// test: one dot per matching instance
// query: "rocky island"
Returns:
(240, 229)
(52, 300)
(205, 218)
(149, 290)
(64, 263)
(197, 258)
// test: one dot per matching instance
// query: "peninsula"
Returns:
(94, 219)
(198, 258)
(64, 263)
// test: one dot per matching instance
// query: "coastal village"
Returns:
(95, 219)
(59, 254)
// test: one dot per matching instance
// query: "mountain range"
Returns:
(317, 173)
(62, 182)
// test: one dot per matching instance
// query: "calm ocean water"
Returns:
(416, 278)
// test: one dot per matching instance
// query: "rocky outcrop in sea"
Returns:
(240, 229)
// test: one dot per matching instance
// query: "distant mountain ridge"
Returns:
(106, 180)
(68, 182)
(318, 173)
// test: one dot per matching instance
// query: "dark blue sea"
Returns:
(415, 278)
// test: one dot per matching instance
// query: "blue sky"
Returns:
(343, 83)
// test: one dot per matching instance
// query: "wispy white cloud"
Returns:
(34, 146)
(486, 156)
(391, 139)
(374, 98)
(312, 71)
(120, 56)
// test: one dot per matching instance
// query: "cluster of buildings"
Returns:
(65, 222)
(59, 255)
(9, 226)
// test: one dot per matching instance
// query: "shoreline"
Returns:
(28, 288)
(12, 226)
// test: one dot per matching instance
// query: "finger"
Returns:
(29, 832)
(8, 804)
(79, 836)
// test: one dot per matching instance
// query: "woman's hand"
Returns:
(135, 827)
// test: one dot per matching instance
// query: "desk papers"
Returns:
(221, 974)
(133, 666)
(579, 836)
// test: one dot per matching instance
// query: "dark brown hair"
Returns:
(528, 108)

########################################

> **Required task**: Locate every line above that contains the word "rocky" and copy each of them out. Matching is case-sensitive.

> **Answer to this exercise**:
// query: "rocky island"
// query: "rocky outcrop in sea"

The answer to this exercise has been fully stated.